## Text block

- - - -

Each observation in a time series can be forecast using all previous observations. We call these fitted values and they are denoted by \(\hat{y}_{t|t-1}\), meaning the forecast of \(y_t\) based on observations \(y_{1},\dots,y_{t-1}\) . We use these so often, we sometimes drop part of the subscript and just write \(\hat{y}_t\) instead of \(\hat{y}_{t|t-1}\). Fitted values always involve one-step forecasts.

Actually, fitted values are often not true forecasts because any parameters involved in the forecasting method are estimated using all available observations in the time series, including future observations. For example, if we use the average method, the fitted values are given by \[ \hat{y}_t = \hat{c} \] where \(\hat{c}\) is the average computed over all available observations, including those at times after \(t\). Similarly, for the drift method, the drift parameter is estimated using all available observations. In this case, the fitted values are given by \[ \hat{y}_t = y_{t-1} + \hat{c} \] where \(\hat{c} = (y_T-y_1)/(T-1)\). In both cases, there is a parameter to be estimated from the data. The “hat” above the \(c\) reminds us that this is an estimate. When the estimate of \(c\) involves observations after time \(t\), the fitted values are not true forecasts. On the other hand, naïve or seasonal naïve forecasts do not involve any parameters, and so fitted values are true forecasts in such cases.


The “residuals” in a time series model are what is left over after fitting a model. For many (but not all) time series models, the residuals are equal to the difference between the observations and the corresponding fitted values: \[ e_{t} = y_{t}-\hat{y}_{t}. \]

Residuals are useful in checking whether a model has adequately captured the information in the data. A good forecasting method will yield residuals with the following properties:

  1. The residuals are uncorrelated. If there are correlations between residuals, then there is information left in the residuals which should be used in computing forecasts.
  2. The residuals have zero mean. If the residuals have a mean other than zero, then the forecasts are biased.

Any forecasting method that does not satisfy these properties can be improved. However, that does not mean that forecasting methods that satisfy these properties cannot be improved. It is possible to have several different forecasting methods for the same data set, all of which satisfy these properties. Checking these properties is important in order to see whether a method is using all of the available information, but it is not a good way to select a forecasting method.

If either of these properties is not satisfied, then the forecasting method can be modified to give better forecasts. Adjusting for bias is easy: if the residuals have mean \(m\), then simply add \(m\) to all forecasts and the bias problem is solved. Fixing the correlation problem is harder, and we will not address it until Chapter 9.

In addition to these essential properties, it is useful (but not necessary) for the residuals to also have the following two properties.

  1. The residuals have constant variance.
  2. The residuals are normally distributed.

- - - -

(Collection entries)

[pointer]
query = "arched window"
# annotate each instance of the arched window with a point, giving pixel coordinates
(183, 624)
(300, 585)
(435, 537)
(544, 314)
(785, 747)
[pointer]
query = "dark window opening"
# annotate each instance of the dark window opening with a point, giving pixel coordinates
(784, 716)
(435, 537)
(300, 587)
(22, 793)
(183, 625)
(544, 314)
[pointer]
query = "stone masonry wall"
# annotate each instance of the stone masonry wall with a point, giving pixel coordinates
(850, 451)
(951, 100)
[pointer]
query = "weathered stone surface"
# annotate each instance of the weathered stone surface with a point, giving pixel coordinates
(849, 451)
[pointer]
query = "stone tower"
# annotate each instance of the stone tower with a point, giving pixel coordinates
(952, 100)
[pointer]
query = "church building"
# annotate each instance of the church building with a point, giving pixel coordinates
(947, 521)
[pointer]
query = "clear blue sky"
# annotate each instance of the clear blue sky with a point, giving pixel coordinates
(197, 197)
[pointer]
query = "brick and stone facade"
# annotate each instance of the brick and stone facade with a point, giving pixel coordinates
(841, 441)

- - - -

## Goal
Continue the passage on fitted values and residuals from the point where it stops.

## Answer
These two properties make the calculation of prediction intervals easier (see Section 3.5 for an example). However, a forecasting method that does not satisfy these properties cannot necessarily be improved. Sometimes applying a Box-Cox transformation may assist with these properties, but otherwise there is usually little that you can do to ensure that your residuals have constant variance and a normal distribution. Instead, an alternative approach to obtaining prediction intervals is necessary. Again, we will not address how to do this until later in the book.

Example: Forecasting the Google daily closing stock price

For stock market prices and indexes, the best forecasting method is often the naïve method. That is, each forecast is simply equal to the last observed value, or \(\hat{y}_{t} = y_{t-1}\). Hence, the residuals are simply equal to the difference between consecutive observations: \[ e_{t} = y_{t} - \hat{y}_{t} = y_{t} - y_{t-1}. \]

The following graph shows the Google daily closing stock price (GOOG). The large jump at day 166 corresponds to 18 October 2013 when the price jumped 12% due to unexpectedly strong third quarter results.

autoplot(goog200) +
  xlab("Day") + ylab("Closing Price (US$)") +
  ggtitle("Google Stock (daily ending 6 December 2013)")
The daily Google stock price to 6 Dec 2013.

Figure 3.5: The daily Google stock price to 6 Dec 2013.

The residuals obtained from forecasting this series using the naïve method are shown in Figure 3.6. The large positive residual is a result of the unexpected price jump at day 166.

res <- residuals(naive(goog200))
autoplot(res) + xlab("Day") + ylab("") +
  ggtitle("Residuals from naïve method")
Residuals from forecasting the Google stock price using the naïve method.

Figure 3.6: Residuals from forecasting the Google stock price using the naïve method.

gghistogram(res) + ggtitle("Histogram of residuals")
Histogram of the residuals from the naïve method applied to the Google stock price. The right tail seems a little too long for a normal distribution.

Figure 3.7: Histogram of the residuals from the naïve method applied to the Google stock price. The right tail seems a little too long for a normal distribution.

ggAcf(res) + ggtitle("ACF of residuals")
ACF of the residuals from the naïve method applied to the Google stock price. The lack of correlation suggesting the forecasts are good.

Figure 3.8: ACF of the residuals from the naïve method applied to the Google stock price. The lack of correlation suggesting the forecasts are good.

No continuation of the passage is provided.